Is coal ash the price we pay for electronic conveniences?
Where would we be without electricity? As a society we are addicted to electronic gadgets. What if you couldn’t charge them? And what if we could not watch our favorite TV show? What if all life stopped after nightfall and had to be lit by candle? No refrigerator or freezer. No air conditioning in late summer. No modern conveniences. No nightlife, clubbing, music and lights.
What price would you pay for these conveniences? Rather, what price do we pay for these conveniences – both monetarily and environmentally?
There’s a rising movement to hold power companies responsible for their emissions and byproducts in recent years. Many of these companies’ power plants are powered with coal that leaves behind a waste byproduct known as coal ash or fly ash. There are more than 300 coal waste sites in the United States. Locally, an environmental group has sued Santee Cooper for its handling of coal ash, which is considered to be an unregulated waste. Even though the Grainger plant in Conway is now offline, there are still coal ash ponds on the site that Santee Cooper will have to manage for years to come.
On one side, you have environmental advocates who see dangerous toxins, including arsenic, mercury and lead, inside of the coal ash – chemicals that can leak into ground water and waterways and can hurt our drinking water supply. They have lobbied the EPA for years to categorize coal ash as a hazardous material. But legislators have stopped short of categorizing the material as hazardous in proposed bills, the most recent considered in the Senate last year.
On the other side, you have plant operators who generate as much as 129 million tons of coal ash per year as a total industry. Plant operators have found some solutions for coal ash, including recycling the materials into cement building products or road construction. Advocates for recycling point out that 40 percent of coal ash is repurposed each year in a long list of ways.
Mathy Stanislaus, EPA assistant administrator for solid waste and emergency response, said in a Jan. 7 Bloomberg News article, “We want to continue to support the safe beneficial reuse of coal ash. We believe the safe and environmentally sound recycling is protective of all public health and provides economic opportunities and jobs. The proposed rule maintains the regulatory exemption for beneficial reuse.”
Coal ash recycling is advocated to be safer than long term landfilling, but if it were classified as hazardous material, the recycling opportunities would be eliminated. The hazardous designation means a series of strict federal and state controls for handling, transporting and dumping the waste.
Environmental groups, including Earthjustice, believe that coal ash needs to be reclassified as a hazardous waste because of the heavy metals and pollutants contained in it. There are as many as 12 pollutants in coal ash that can cause harmful health effects, such as cancer, tumors, and brain damage, among other illness. The question of safety revolves around whether these pollutants are found in a high enough concentration to cause problems and whether or not these leak into our water sources.
Today in the Palmetto State, the majority of our electricity comes from coal and nuclear generation. Santee Cooper, also known by its official name – the South Carolina Public Service Authority, is a state-owned utility that provides retail power to customers along the coast and wholesale power to the state’s electric cooperatives. Regardless of who bills you, Santee Cooper probably generates your power in our area. Increased costs of disposal can go one of two ways – passed along to the wholesale or retail customers, or it may be passed back to the taxpayers since the utility is state-owned. Either way, the cost of disposal may seemingly fall to us.
That leaves you and me in the middle. We want our conveniences, powered by electricity, and our reliance seems to be increasing with every technological innovation, from iPhone to electric car. Electric companies must keep up with our increasing demands. However, it seems like there is a potential environmental and health price to pay for our electricity.
In Conway, the Grainger Plant had operated since the 1960s until it was officially shuttered last year. The coal ash ponds on that site sit between the towers on U.S. 501 and the Waccamaw River, in an area that can flood during hurricanes. The Southern Environmental Law Center filed a notice with the EPA alleging that Santee Cooper has three violations of the Clean Water Act with discharges into the river. The notice says the utility has 60 days to correct the violations, which seems rather short for remediation since it has been 50 years in the making.
There is no single solution to coal ash, especially since every situation is different and challenging. While recycling seems like an easy solution, there are concerns about the safety of reusing a compound with these toxins. There are no easy answers around this complex subject, which makes this coal controversy - a potential coal catastrophe.

#### Work to complete:
Write out the part of the coal ash article starting at "There is no" and ending at "potential coal catastrophe.". The data below comes from a separate source and has no connection to the coal ash article.

#### Source information:
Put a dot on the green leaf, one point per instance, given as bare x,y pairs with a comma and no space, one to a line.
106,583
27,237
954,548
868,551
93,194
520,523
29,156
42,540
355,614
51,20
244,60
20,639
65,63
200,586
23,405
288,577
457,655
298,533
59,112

#### Answer space:
There is no single solution to coal ash, especially since every situation is different and challenging. While recycling seems like an easy solution, there are concerns about the safety of reusing a compound with these toxins. There are no easy answers around this complex subject, which makes this coal controversy - a potential coal catastrophe.